— Collected data entries —

⁂

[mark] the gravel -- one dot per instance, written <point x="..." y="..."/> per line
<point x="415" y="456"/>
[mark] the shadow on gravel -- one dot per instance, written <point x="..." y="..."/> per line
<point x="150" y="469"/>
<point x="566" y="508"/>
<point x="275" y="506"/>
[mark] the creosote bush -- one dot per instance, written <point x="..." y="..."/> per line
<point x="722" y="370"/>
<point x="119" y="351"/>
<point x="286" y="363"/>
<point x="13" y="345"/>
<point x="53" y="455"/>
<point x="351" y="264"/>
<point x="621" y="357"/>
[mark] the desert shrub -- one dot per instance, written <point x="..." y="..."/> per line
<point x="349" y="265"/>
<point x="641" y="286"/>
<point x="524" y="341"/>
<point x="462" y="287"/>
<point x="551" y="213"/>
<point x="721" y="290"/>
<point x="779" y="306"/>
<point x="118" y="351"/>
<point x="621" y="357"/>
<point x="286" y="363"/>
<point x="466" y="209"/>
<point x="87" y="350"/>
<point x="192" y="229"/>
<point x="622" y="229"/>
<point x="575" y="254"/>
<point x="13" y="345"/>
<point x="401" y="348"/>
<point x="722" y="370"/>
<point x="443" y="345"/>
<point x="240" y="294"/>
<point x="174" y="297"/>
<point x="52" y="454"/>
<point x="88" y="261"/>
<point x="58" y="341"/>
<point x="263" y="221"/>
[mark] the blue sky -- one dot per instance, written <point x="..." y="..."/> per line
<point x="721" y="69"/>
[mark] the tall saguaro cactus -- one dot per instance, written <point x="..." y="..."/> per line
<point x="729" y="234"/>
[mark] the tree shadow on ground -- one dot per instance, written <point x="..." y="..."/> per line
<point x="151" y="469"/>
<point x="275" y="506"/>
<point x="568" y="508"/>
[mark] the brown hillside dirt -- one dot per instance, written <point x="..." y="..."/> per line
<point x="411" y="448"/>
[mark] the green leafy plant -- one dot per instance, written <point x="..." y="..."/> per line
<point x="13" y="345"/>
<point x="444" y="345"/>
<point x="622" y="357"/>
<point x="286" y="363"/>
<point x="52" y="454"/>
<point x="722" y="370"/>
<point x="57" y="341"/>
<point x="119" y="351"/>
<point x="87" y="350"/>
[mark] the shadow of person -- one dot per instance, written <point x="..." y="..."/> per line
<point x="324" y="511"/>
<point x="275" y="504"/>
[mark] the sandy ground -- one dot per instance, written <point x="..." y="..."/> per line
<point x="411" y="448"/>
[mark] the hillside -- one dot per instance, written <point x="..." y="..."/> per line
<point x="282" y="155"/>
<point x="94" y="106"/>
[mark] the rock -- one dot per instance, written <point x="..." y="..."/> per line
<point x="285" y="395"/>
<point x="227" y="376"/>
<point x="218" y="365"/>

⁂

— What the task asks —
Search the data for "[mark] the tree". Beginning with that line, set down every line through the last exactly.

— Solution to the problem —
[mark] the tree shadow on ground -- one dot per instance, written <point x="..." y="..."/> per line
<point x="151" y="469"/>
<point x="275" y="506"/>
<point x="568" y="508"/>
[mark] the brown hillside dirt -- one dot per instance, written <point x="..." y="..."/> per line
<point x="411" y="448"/>
[mark] the green leafy plant -- one dot per instance, written <point x="..." y="..."/> per line
<point x="13" y="345"/>
<point x="444" y="345"/>
<point x="622" y="357"/>
<point x="286" y="363"/>
<point x="52" y="454"/>
<point x="722" y="370"/>
<point x="57" y="341"/>
<point x="119" y="351"/>
<point x="87" y="350"/>
[mark] the shadow of person -- one dot per instance, written <point x="..." y="..."/> per line
<point x="324" y="511"/>
<point x="275" y="504"/>
[mark] the sandy ground -- one dot per instance, written <point x="..." y="..."/> per line
<point x="411" y="448"/>
[mark] the hillside -- one dot per instance, written <point x="..." y="..."/> per line
<point x="282" y="155"/>
<point x="94" y="106"/>
[mark] the rock -- one dot per instance, written <point x="..." y="..."/> per line
<point x="285" y="395"/>
<point x="227" y="376"/>
<point x="218" y="365"/>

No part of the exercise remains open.